- Document text:
The photo shows Turkish tanks near the Oncupinar crossing gate close to the Turkish town of Kilis firing towards the Syria border on February 16, 2016. ©AFP

A security alliance of post-soviet states says plans by Turkey and Saudi Arabia to deploy ground troops into Syria could escalate tensions in the conflict-ridden Arab country and result in direct military clashes between countries in the Middle East.

Nikolay Bordyuzha, the secretary general of the Collective Security Treaty Organization (CSTO), made the warning in a statement released on Tuesday.

"Mass shelling of the Syrian territory by Turkey, Ankara’s and Riyadh’s plans to start ground operations in Syria may upgrade the Syrian crisis to a new, dangerous level – a direct military confrontation between countries in the region," Bordyuzha stated.

Turkey and Saudi Arabia say they are waiting for a US nod after announcing their bid for ground operations inside Syria. 

Although swiftly welcomed by the United States, the initiative attracted heavy criticism from Damascus, with Syrian Foreign Minister Walid al-Muallem saying “coffins” await any aggressor to the country “whether they be Saudis or Turks.”

Turkey's military has been shelling Kurdish positions in northern Syria since February 13. Turkey’s strikes came after the Kurdish fighters, backed by Russian airstrikes, drove foreign-backed militants from areas near the Turkish border.

Kurdish female fighters of the People's Protection Units (YPG) take part in a training session at their camp in the city of al-Qahtaniyah, northeastern Syria, on December 1, 2015. ©AFP

Elsewhere in his comments, Bordyuzha said Saudi and Turkish boots on the ground in Syria would threaten the CSTO member states.

"Further instigation of hotbed of war in Syria’s territory in direct proximity from the zone of the CSTO’s responsibility is a threat to security of the organization’s member states," he said.

The CSTO is a regional security group comprising six post-Soviet Union countries of Russia, Belarus, Kyrgyzstan, Kazakhstan, Armenia and Tajikistan.

Tensions in the Middle East have heightened in the past months after regional powers sided with warring sides to the conflict in Syria.

The foreign-sponsored conflict in Syria, which flared in March 2011, has claimed the lives of some 470,000 people and left 1.9 million injured, according to the Syrian Center for Policy Research.

- Task objective: In the article about the security alliance's warning on Syria, which countries make up the Collective Security Treaty Organization?

- Stored rows:
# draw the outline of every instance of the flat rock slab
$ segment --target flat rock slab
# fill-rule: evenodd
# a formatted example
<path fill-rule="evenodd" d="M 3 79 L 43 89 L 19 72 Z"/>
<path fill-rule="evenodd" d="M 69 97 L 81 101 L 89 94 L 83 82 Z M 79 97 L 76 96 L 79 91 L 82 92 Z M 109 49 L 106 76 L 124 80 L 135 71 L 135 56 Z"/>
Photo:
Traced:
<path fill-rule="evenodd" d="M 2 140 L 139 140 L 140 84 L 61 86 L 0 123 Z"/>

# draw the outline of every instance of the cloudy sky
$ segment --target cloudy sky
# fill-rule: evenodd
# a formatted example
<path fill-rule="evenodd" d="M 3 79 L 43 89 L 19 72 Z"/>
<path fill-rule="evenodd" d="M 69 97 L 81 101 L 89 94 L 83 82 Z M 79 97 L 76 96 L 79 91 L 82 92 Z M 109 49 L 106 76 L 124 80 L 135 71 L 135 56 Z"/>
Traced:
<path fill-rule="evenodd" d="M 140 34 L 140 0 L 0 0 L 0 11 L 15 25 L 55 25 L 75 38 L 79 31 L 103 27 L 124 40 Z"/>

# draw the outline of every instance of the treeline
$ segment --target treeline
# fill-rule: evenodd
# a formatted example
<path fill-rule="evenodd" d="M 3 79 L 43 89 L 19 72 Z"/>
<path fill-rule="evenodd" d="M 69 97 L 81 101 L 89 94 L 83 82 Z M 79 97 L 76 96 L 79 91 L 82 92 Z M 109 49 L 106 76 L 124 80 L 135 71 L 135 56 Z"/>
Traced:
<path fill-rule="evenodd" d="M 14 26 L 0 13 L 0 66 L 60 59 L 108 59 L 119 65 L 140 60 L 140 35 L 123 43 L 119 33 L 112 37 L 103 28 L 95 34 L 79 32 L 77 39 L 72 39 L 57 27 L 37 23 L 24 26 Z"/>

- Exercise solution: Russia, Belarus, Kyrgyzstan, Kazakhstan, Armenia and Tajikistan.